Rewrite the part that opens with the line containing "Mark each instance of the man in gray" and closes with the line containing "Query: store awning", changing every "orange" to "red" and leaving all else as it is; give only those lines.

(Given data):
.....

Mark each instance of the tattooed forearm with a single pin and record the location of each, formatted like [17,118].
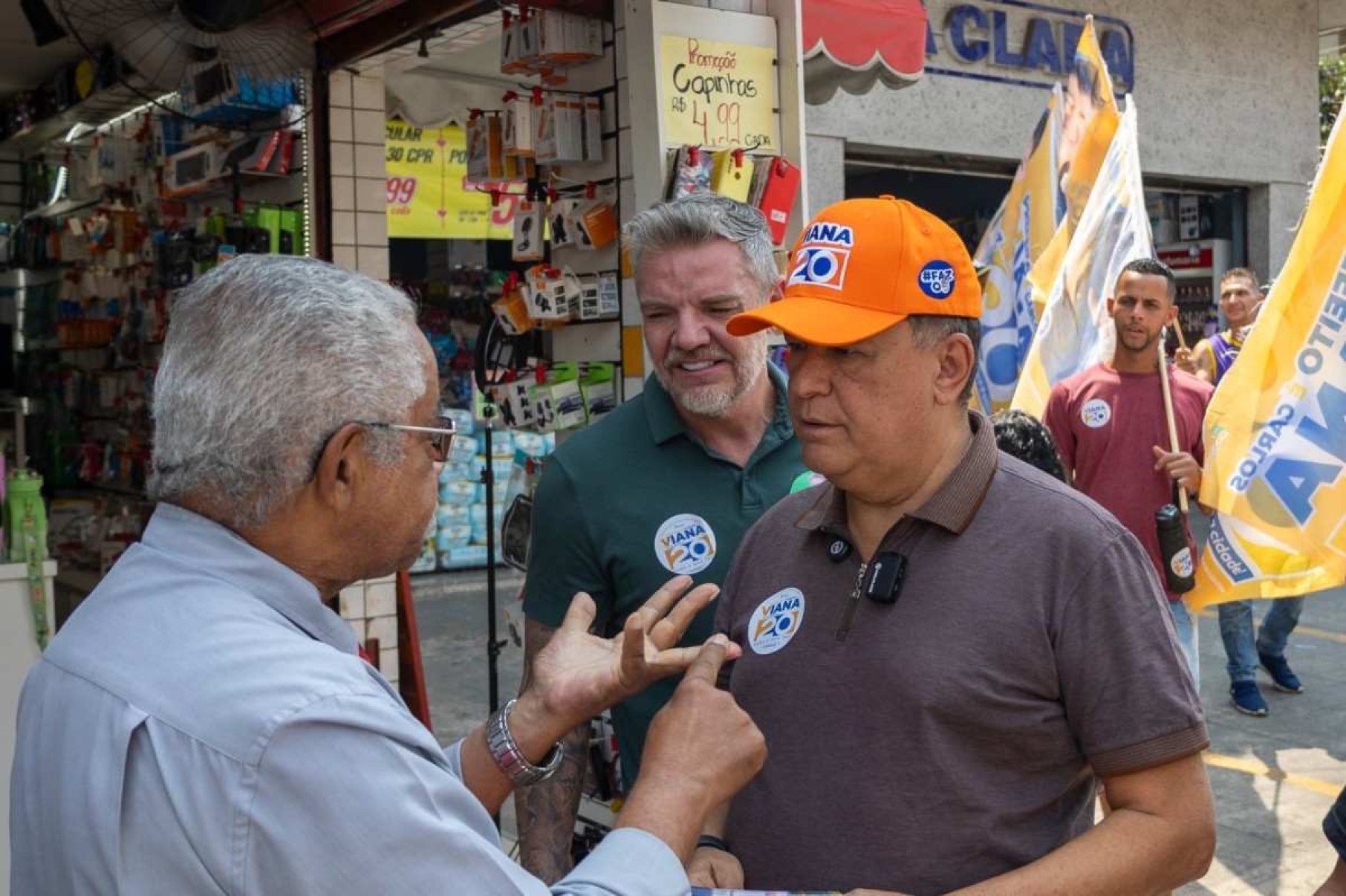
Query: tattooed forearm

.....

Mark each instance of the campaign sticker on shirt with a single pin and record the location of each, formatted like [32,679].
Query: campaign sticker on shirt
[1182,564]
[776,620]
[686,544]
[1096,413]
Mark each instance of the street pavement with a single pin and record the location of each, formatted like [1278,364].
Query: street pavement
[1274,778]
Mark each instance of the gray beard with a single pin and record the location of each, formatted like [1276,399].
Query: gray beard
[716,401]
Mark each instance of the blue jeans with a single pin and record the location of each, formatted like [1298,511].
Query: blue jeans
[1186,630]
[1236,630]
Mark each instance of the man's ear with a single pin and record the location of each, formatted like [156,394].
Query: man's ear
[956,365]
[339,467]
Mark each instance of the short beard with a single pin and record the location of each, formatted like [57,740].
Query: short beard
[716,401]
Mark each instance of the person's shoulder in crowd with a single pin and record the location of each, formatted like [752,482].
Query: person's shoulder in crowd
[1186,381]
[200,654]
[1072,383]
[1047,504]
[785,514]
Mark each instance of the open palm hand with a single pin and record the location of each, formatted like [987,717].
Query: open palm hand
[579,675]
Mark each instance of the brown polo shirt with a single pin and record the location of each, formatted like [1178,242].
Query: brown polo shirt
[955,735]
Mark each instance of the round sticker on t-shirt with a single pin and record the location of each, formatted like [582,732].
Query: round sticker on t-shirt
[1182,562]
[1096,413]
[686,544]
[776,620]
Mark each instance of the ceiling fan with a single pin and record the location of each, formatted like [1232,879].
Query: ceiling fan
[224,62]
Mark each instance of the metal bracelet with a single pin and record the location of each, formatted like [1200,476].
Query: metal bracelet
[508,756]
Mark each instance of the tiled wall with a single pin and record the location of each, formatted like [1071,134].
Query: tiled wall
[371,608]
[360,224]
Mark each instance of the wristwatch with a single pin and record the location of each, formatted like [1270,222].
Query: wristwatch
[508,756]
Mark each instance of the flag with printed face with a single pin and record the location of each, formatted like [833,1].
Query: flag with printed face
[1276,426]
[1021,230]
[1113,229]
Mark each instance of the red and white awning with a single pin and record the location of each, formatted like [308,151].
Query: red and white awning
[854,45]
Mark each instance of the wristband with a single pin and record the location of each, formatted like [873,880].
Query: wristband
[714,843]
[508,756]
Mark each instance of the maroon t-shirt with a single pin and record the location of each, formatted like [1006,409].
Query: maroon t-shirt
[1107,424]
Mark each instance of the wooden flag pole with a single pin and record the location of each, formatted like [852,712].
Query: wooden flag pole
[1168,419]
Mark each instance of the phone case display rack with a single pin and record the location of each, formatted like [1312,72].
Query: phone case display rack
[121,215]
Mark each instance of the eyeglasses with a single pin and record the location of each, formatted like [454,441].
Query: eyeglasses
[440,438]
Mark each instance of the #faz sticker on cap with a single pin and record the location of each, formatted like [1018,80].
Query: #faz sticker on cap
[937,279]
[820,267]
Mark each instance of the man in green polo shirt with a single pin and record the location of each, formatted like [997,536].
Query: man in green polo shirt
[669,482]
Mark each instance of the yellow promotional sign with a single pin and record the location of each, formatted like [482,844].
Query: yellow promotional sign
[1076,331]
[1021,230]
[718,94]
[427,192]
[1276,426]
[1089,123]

.....

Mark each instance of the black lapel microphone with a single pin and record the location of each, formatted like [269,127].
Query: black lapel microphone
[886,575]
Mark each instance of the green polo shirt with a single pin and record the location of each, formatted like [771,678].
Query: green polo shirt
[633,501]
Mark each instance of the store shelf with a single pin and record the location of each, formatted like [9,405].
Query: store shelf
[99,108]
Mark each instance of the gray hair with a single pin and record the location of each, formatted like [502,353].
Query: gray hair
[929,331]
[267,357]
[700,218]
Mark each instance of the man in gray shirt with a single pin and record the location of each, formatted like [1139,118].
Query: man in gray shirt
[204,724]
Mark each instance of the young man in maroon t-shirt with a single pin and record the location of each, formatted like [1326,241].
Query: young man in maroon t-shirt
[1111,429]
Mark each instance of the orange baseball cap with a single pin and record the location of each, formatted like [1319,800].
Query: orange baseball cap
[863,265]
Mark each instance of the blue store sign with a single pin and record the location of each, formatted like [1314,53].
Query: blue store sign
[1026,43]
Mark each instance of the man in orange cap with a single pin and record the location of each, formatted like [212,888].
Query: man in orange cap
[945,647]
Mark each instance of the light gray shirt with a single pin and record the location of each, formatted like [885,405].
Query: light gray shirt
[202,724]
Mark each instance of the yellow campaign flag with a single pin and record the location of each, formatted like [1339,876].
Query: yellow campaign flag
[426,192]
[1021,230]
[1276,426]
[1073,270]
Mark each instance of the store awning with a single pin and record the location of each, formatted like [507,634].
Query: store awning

.....

(Reply):
Mark each instance of the man in gray shirt with a single pin and record the location of each, formatted like [1139,118].
Query: man in gray shirt
[204,724]
Mark each instance of the young man in maroon t-shirt with a single pin and record the location of each, formatted like [1326,241].
Query: young man in maroon t-shirt
[1111,429]
Mark each instance of the red baseball cap with a single pin and record the location of each, formatted like [1319,800].
Query: red baseball cap
[863,265]
Mark each instance of the blue store sign with a single pin and record the location of each, formatted like [1314,53].
Query: blue store sign
[1026,43]
Mark each instance of the man in red cap with a single pin and record the location of each, formatted like [212,888].
Query: man in red cap
[945,647]
Mark each instance of the light gray shirt with a single pin and record the location of each, formatted like [885,405].
Query: light gray shirt
[202,724]
Mark each instance of the yellow campaign flag with a single pin and record the location of each, formatted like [1339,876].
Query: yellow campaign flag
[426,192]
[1021,230]
[1276,426]
[1073,270]
Mark each instance of the store awning with a single pin and record the location of each, formatted like [507,634].
Query: store awning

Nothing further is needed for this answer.